╔══
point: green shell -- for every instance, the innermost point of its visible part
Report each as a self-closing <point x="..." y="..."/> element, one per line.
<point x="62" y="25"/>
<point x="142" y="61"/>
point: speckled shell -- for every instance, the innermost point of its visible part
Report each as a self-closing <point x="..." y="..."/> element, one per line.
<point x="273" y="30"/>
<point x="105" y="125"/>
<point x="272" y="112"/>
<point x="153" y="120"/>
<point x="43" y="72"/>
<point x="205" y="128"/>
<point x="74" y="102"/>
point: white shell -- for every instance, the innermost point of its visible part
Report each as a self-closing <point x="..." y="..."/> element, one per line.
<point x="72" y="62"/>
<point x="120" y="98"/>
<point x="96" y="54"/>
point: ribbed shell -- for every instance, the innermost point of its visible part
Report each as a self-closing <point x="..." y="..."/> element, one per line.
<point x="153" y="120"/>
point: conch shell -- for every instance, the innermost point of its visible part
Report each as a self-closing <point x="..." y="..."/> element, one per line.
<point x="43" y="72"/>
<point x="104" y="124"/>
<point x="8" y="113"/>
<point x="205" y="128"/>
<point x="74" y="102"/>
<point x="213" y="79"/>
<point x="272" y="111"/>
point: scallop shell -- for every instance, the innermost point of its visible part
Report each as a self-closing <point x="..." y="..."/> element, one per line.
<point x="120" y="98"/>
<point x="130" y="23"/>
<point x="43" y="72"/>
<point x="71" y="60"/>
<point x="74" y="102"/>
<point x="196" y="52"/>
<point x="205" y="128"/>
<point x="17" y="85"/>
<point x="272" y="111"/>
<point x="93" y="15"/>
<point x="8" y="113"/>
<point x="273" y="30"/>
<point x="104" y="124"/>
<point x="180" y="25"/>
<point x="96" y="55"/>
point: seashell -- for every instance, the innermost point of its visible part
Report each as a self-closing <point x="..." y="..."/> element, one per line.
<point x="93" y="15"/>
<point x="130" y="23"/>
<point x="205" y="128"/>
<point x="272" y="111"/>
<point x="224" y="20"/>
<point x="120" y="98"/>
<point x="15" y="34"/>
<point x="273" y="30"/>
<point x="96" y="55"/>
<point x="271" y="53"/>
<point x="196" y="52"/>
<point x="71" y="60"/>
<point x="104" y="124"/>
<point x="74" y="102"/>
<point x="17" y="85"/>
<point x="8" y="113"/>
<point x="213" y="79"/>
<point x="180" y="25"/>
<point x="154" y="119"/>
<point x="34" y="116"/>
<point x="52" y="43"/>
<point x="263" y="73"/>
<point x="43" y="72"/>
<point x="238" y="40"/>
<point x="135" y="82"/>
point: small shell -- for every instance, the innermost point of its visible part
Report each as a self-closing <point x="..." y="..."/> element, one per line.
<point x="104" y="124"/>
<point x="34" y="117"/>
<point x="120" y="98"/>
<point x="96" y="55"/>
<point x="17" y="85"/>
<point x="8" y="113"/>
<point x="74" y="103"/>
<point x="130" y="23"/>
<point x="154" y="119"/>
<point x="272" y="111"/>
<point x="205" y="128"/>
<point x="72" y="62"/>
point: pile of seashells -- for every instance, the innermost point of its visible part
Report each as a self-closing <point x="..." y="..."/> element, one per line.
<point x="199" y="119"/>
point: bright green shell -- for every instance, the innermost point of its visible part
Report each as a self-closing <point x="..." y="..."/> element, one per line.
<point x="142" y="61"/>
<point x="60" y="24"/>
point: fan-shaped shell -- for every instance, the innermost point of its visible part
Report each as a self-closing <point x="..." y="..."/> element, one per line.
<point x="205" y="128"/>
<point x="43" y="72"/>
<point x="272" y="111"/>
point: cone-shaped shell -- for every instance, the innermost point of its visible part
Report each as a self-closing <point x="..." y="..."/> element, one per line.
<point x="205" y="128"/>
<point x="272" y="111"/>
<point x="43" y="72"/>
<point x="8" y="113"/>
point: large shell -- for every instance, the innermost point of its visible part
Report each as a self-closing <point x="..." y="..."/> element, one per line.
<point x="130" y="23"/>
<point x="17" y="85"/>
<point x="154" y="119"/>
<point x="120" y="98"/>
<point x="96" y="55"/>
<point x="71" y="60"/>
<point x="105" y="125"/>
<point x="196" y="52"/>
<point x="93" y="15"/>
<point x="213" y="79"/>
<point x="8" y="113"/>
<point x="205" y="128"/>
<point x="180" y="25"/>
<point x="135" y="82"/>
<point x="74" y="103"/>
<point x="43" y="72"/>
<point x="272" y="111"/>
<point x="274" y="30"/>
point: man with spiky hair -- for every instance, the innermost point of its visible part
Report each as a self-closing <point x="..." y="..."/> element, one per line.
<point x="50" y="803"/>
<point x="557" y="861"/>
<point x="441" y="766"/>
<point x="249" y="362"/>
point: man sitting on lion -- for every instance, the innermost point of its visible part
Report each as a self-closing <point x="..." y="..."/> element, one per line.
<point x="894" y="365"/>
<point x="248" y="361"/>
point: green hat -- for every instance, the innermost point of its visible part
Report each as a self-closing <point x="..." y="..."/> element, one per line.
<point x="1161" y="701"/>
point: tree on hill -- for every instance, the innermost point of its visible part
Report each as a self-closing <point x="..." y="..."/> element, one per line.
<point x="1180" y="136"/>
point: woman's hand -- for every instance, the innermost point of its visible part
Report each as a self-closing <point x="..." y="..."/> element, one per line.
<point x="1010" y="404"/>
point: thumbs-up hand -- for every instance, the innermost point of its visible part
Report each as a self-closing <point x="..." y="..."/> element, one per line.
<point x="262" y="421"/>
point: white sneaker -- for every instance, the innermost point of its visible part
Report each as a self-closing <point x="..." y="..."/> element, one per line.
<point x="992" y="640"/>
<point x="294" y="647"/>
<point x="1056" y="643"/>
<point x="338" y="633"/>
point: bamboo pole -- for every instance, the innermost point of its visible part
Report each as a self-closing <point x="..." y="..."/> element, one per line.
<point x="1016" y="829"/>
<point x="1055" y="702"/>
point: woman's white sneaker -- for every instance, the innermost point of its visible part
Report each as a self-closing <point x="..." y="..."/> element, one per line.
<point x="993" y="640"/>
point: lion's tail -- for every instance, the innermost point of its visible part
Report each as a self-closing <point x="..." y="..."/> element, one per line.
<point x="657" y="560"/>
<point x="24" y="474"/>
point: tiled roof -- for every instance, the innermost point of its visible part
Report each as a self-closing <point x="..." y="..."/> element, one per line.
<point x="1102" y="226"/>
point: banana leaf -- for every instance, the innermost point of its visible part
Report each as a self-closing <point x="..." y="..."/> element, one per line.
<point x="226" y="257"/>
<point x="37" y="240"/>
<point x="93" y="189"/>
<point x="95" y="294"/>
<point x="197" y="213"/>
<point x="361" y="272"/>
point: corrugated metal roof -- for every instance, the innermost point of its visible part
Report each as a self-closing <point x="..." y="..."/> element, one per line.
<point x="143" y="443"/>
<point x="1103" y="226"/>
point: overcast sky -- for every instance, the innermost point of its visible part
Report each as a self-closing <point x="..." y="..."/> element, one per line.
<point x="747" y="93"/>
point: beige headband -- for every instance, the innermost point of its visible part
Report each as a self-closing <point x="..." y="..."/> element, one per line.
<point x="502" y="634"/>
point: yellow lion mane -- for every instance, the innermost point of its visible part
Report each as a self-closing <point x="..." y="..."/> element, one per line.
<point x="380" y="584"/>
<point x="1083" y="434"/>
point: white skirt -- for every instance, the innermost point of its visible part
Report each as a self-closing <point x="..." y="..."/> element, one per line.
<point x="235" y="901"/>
╚══
■ **WHAT IS EXPECTED**
Now repeat the data exactly, keeping every line.

■ **OUTPUT OF THE EXERCISE**
point: green shell -- for every instance, the innermost point of its visible part
Report each as a self-closing <point x="..." y="..."/> element, one per line.
<point x="62" y="25"/>
<point x="142" y="61"/>
point: speckled shell -- for every instance, the innermost point of its visible part
Report each as a self-closing <point x="..." y="..."/> element, one per line.
<point x="273" y="30"/>
<point x="105" y="125"/>
<point x="272" y="112"/>
<point x="153" y="120"/>
<point x="43" y="72"/>
<point x="205" y="128"/>
<point x="74" y="102"/>
point: white shell -- for every instance, the innermost point of its visible part
Report each as a self-closing <point x="..." y="..."/> element, one per line.
<point x="72" y="62"/>
<point x="120" y="98"/>
<point x="96" y="54"/>
point: ribbed shell -- for every instance, the innermost point of its visible part
Report each as a self-closing <point x="..." y="..."/> element, one per line.
<point x="153" y="120"/>
point: conch shell -- for every instance, the innermost point of its visible part
Report each as a self-closing <point x="..." y="..."/> element, one per line.
<point x="43" y="72"/>
<point x="104" y="124"/>
<point x="8" y="113"/>
<point x="205" y="128"/>
<point x="74" y="102"/>
<point x="213" y="79"/>
<point x="272" y="111"/>
point: scallop shell -- for every instance, the innermost point of its visible part
Report each as a self-closing <point x="..." y="..."/> element, one per line.
<point x="120" y="98"/>
<point x="130" y="23"/>
<point x="43" y="72"/>
<point x="71" y="60"/>
<point x="74" y="102"/>
<point x="196" y="52"/>
<point x="205" y="128"/>
<point x="17" y="85"/>
<point x="272" y="111"/>
<point x="93" y="15"/>
<point x="8" y="113"/>
<point x="273" y="30"/>
<point x="104" y="124"/>
<point x="180" y="25"/>
<point x="96" y="55"/>
point: seashell -- for every instance, the innermost point of its visible part
Report each as a self-closing <point x="..." y="..."/> element, one per line.
<point x="93" y="15"/>
<point x="130" y="23"/>
<point x="205" y="128"/>
<point x="272" y="111"/>
<point x="224" y="20"/>
<point x="120" y="98"/>
<point x="15" y="34"/>
<point x="273" y="30"/>
<point x="96" y="55"/>
<point x="271" y="53"/>
<point x="196" y="52"/>
<point x="71" y="60"/>
<point x="104" y="124"/>
<point x="74" y="102"/>
<point x="17" y="85"/>
<point x="8" y="113"/>
<point x="213" y="79"/>
<point x="180" y="25"/>
<point x="154" y="119"/>
<point x="34" y="116"/>
<point x="52" y="43"/>
<point x="263" y="73"/>
<point x="43" y="72"/>
<point x="238" y="40"/>
<point x="135" y="82"/>
point: small shell -- for every instance, the innermost point of its visible part
Report each as a self-closing <point x="..." y="..."/> element, one per line.
<point x="104" y="124"/>
<point x="34" y="117"/>
<point x="120" y="98"/>
<point x="96" y="55"/>
<point x="17" y="85"/>
<point x="8" y="113"/>
<point x="74" y="103"/>
<point x="130" y="23"/>
<point x="154" y="119"/>
<point x="272" y="111"/>
<point x="205" y="128"/>
<point x="72" y="62"/>
point: pile of seashells -- for every instance, the innermost point of its visible part
Report each as a self-closing <point x="..." y="..."/> element, one per line.
<point x="199" y="119"/>
point: bright green shell -- for every instance, the innermost point of its visible part
Report each as a self-closing <point x="..." y="..."/> element, one per line.
<point x="142" y="61"/>
<point x="60" y="24"/>
point: fan-shaped shell -- for every instance, the innermost point of its visible part
Report each as a self-closing <point x="..." y="..."/> element, one per line.
<point x="205" y="128"/>
<point x="43" y="72"/>
<point x="272" y="111"/>
point: cone-shaped shell -- for every instance, the innermost point of its visible part
Report each as a self-closing <point x="..." y="..."/> element, one per line.
<point x="205" y="128"/>
<point x="272" y="111"/>
<point x="43" y="72"/>
<point x="8" y="113"/>
point: large shell -- for every instance, the innermost point of its visible part
Report each as a self-closing <point x="..." y="..."/> element, one per line.
<point x="130" y="23"/>
<point x="17" y="85"/>
<point x="154" y="119"/>
<point x="120" y="98"/>
<point x="96" y="55"/>
<point x="71" y="60"/>
<point x="105" y="125"/>
<point x="196" y="52"/>
<point x="93" y="15"/>
<point x="213" y="79"/>
<point x="8" y="113"/>
<point x="205" y="128"/>
<point x="180" y="25"/>
<point x="135" y="82"/>
<point x="74" y="103"/>
<point x="43" y="72"/>
<point x="272" y="111"/>
<point x="274" y="30"/>
point: man with spiky hair -- for every instance, the innermost point of its visible part
Report each as a self-closing <point x="..." y="..."/> element, one per line.
<point x="50" y="803"/>
<point x="557" y="861"/>
<point x="441" y="766"/>
<point x="249" y="362"/>
point: man sitting on lion -- for every instance, the innermost point of its visible part
Report each as a self-closing <point x="..." y="..."/> element, one per line.
<point x="894" y="365"/>
<point x="248" y="361"/>
point: green hat -- for every instance, the innermost point of its visible part
Report each as a self-closing <point x="..." y="..."/> element, one per line.
<point x="1161" y="701"/>
point: tree on hill -- for every instance, the innermost point of its visible part
Report each as a self-closing <point x="..." y="..."/> element, one per line.
<point x="1180" y="136"/>
point: woman's hand -- for every instance, the innermost point of its visible part
Report each as a self-closing <point x="..." y="..."/> element, one per line.
<point x="1010" y="404"/>
point: thumbs-up hand -- for every instance, the innermost point of its visible part
Report each as a self-closing <point x="..." y="..."/> element, one per line.
<point x="262" y="421"/>
point: white sneaker -- for every instance, the innermost point of its visible part
Report each as a self-closing <point x="..." y="..."/> element, one per line.
<point x="992" y="640"/>
<point x="294" y="647"/>
<point x="1056" y="643"/>
<point x="338" y="633"/>
point: bamboo pole -- for every instance, the innermost point of its visible part
Report each as a self-closing <point x="..." y="..."/> element, one per line.
<point x="1016" y="829"/>
<point x="1055" y="702"/>
point: woman's white sneaker -- for every instance, the innermost point of its visible part
Report each as a self-closing <point x="..." y="..."/> element, one per line.
<point x="993" y="640"/>
point: lion's tail -- for every instance, the innermost point of its visible part
Report each as a self-closing <point x="..." y="..."/> element, one per line.
<point x="657" y="560"/>
<point x="24" y="474"/>
point: tiled roof -- for every instance, the innermost point of its visible part
Report each as a self-closing <point x="..." y="..."/> element, one per line.
<point x="1102" y="226"/>
point: banana leaf -- for every instance, the innermost point of its visible part
Report each as a self-closing <point x="..." y="..."/> element, one per line.
<point x="226" y="257"/>
<point x="37" y="240"/>
<point x="93" y="189"/>
<point x="95" y="294"/>
<point x="197" y="213"/>
<point x="361" y="272"/>
point: corrugated metal roof -- for every instance, the innermost point of its visible part
Report each as a self-closing <point x="..." y="..."/> element, one per line.
<point x="143" y="443"/>
<point x="1103" y="226"/>
point: overcast sky -- for every instance, the innermost point of its visible part
Report each as a self-closing <point x="..." y="..."/> element, one per line.
<point x="747" y="93"/>
point: beige headband -- for every instance, the innermost point of its visible part
Report each as a self-closing <point x="..." y="..."/> element, one per line.
<point x="502" y="634"/>
point: yellow lion mane -- for every instance, the innermost point of its visible part
Report each as a self-closing <point x="..." y="..."/> element, one per line.
<point x="380" y="584"/>
<point x="1083" y="434"/>
point: white skirt -- for every instance, the innermost point of its visible part
Report each as a self-closing <point x="..." y="..."/> element, one per line.
<point x="235" y="901"/>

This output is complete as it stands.